The Rebellion R-One is a sports prototype racing car built by French constructor Oreca on behalf of Swiss-based team Rebellion Racing. It is designed to meet the 2014 LMP1-L regulations for Le Mans Prototypes in the FIA World Endurance Championship as well as at the 24 Hours of Le Mans, and replaces the Lola B12/60 chassis. The first two R-Ones debuted at the 2014 6 Hours of Spa-Francorchamps, round two of the FIA World Endurance Championship. The Rebellion R-One shares the same monocoque as the Oreca 05, and the Oreca 07.

Development
Since forming in 2008 as a partnership between Speedy Racing Team and Sebah Automotive, Rebellion Racing have been using chassis from Lola Cars in the LMP2 class before switching to LMP1 in 2009. In 2011, Rebellion announced a partnership with Toyota Motorsport GmbH confirming an engine supply partnership.

§ **COLLECTED DATA**

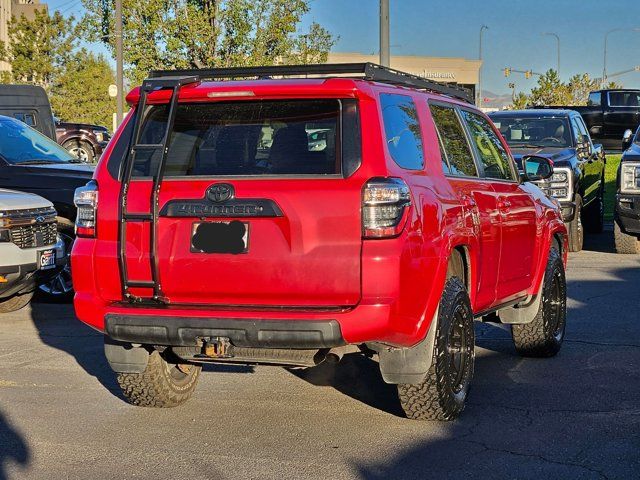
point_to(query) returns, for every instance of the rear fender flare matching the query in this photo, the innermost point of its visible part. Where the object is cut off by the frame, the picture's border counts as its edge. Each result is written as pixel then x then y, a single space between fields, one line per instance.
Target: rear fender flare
pixel 555 229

§ **YOUR TASK**
Please condense the paragraph of the Rebellion R-One article that begins "The Rebellion R-One is a sports prototype" into a short bulleted list that keeps its main facts.

§ **IN RESPONSE**
- Sports prototype racing car built by French constructor Oreca for Swiss-based team Rebellion Racing
- Designed to meet the 2014 LMP1-L regulations for Le Mans Prototypes in the FIA World Endurance Championship and at the 24 Hours of Le Mans
- Replaces the Lola B12/60 chassis
- First two R-Ones debuted at the 2014 6 Hours of Spa-Francorchamps, round two of the FIA World Endurance Championship
- Shares its monocoque with the Oreca 05 and the Oreca 07